• _EXTRACTED MATERIAL_
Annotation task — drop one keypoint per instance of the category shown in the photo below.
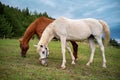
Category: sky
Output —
(107, 10)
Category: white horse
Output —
(67, 29)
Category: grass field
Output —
(14, 67)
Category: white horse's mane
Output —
(79, 29)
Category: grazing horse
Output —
(67, 29)
(37, 27)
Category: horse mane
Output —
(31, 30)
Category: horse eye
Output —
(43, 52)
(41, 45)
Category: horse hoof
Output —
(73, 63)
(88, 64)
(104, 66)
(63, 67)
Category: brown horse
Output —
(37, 27)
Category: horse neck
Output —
(47, 36)
(28, 34)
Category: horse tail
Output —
(106, 32)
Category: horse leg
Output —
(69, 50)
(63, 42)
(92, 46)
(99, 40)
(75, 49)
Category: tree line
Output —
(13, 22)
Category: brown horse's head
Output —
(24, 47)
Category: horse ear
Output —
(20, 40)
(35, 45)
(41, 46)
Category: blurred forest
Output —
(13, 22)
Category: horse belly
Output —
(78, 33)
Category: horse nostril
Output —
(43, 52)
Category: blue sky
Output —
(107, 10)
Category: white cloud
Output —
(48, 2)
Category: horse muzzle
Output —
(44, 61)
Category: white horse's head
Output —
(43, 52)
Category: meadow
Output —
(14, 67)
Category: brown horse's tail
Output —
(106, 32)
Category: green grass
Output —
(14, 67)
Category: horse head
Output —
(43, 52)
(24, 47)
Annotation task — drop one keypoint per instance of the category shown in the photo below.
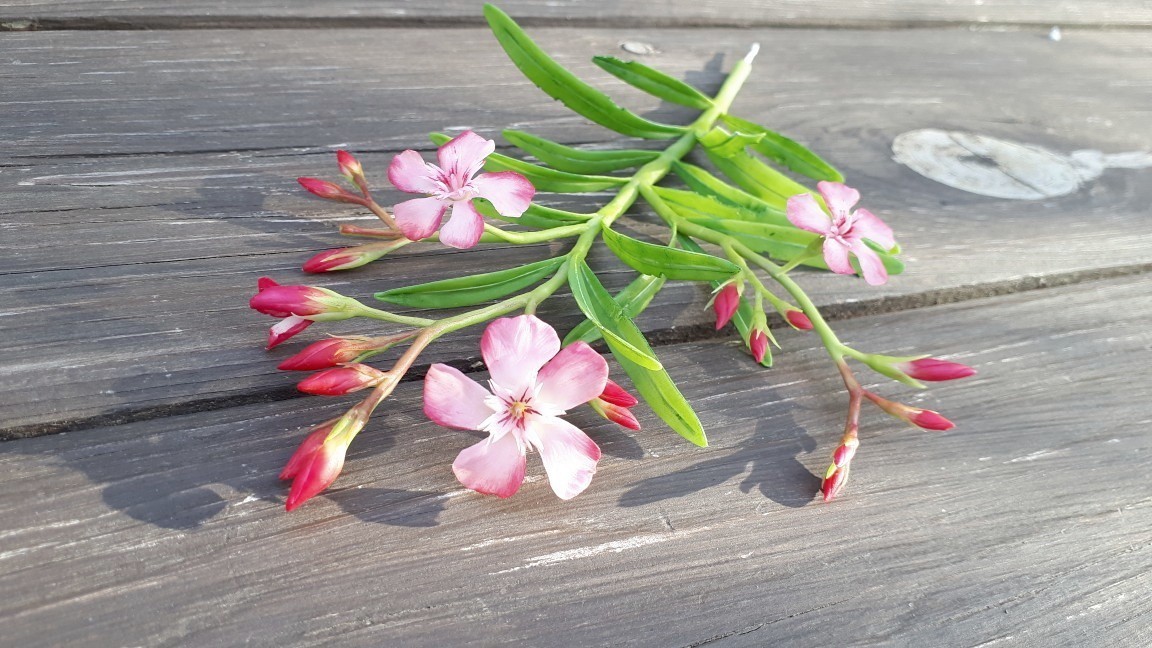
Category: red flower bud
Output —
(328, 190)
(798, 321)
(932, 369)
(341, 381)
(615, 394)
(758, 343)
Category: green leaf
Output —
(785, 151)
(757, 178)
(543, 178)
(633, 300)
(654, 82)
(565, 87)
(704, 182)
(624, 339)
(727, 144)
(471, 289)
(609, 318)
(672, 263)
(577, 160)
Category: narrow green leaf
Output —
(565, 87)
(578, 160)
(654, 82)
(757, 178)
(785, 151)
(672, 263)
(624, 339)
(543, 178)
(609, 318)
(471, 289)
(633, 300)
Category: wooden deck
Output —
(148, 178)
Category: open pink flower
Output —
(533, 382)
(454, 183)
(844, 232)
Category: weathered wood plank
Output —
(1029, 524)
(126, 277)
(714, 13)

• _WHAT TO PRODUCE_
Copy out every line of the records above word for word, omitting the pictures.

• _TASK RESPONSE_
Annotation task — drop one keypoint per instance of the category shown in the photo below.
Category: sky
Output —
(107, 10)
Category: white horse
Output —
(67, 29)
Category: grass field
Output —
(14, 67)
Category: white horse's mane
Output —
(79, 29)
Category: grazing horse
Output —
(67, 29)
(37, 27)
Category: horse mane
Output —
(31, 30)
Category: horse eye
Output —
(43, 52)
(41, 45)
Category: horse hoof
Output —
(73, 63)
(88, 64)
(104, 66)
(63, 67)
Category: brown horse
Output —
(37, 27)
Category: horse neck
Output —
(47, 36)
(28, 34)
Category: horse tail
Output —
(106, 32)
Category: horse leg
Output —
(69, 50)
(63, 42)
(92, 46)
(99, 40)
(75, 49)
Category: tree line
Output —
(13, 22)
Category: brown horse's head
Output —
(24, 47)
Category: horse ear
Output —
(20, 40)
(35, 45)
(41, 46)
Category: blurred forest
Output —
(13, 22)
Category: horse belly
Output —
(78, 33)
Category: horse nostril
Output —
(43, 52)
Category: blue sky
Output —
(107, 10)
Category: white cloud
Output —
(48, 2)
Category: horse muzzle
Output —
(44, 61)
Category: white horse's head
Output —
(43, 52)
Category: meadow
Output —
(14, 67)
Category: brown horse's tail
Output —
(106, 32)
Category: green grass
Output —
(14, 67)
Category: horse head
Output —
(43, 52)
(24, 47)
Annotation task — drop one keypoint per instance of the category shown in the photo below.
Category: red flower bud
Output —
(328, 190)
(798, 321)
(932, 369)
(341, 381)
(615, 394)
(758, 343)
Category: green leaf
Output —
(785, 151)
(757, 178)
(543, 178)
(633, 300)
(654, 82)
(565, 87)
(704, 182)
(624, 339)
(727, 144)
(471, 289)
(609, 318)
(672, 263)
(577, 160)
Category: narrow green leaf
Output —
(565, 87)
(578, 160)
(654, 82)
(757, 178)
(785, 151)
(672, 263)
(624, 339)
(543, 178)
(609, 318)
(471, 289)
(633, 300)
Category: wooden deck
Output —
(148, 178)
Category: open pink flower
Output —
(533, 382)
(454, 183)
(844, 232)
Category: weathered wood plank
Output —
(1029, 524)
(126, 277)
(714, 13)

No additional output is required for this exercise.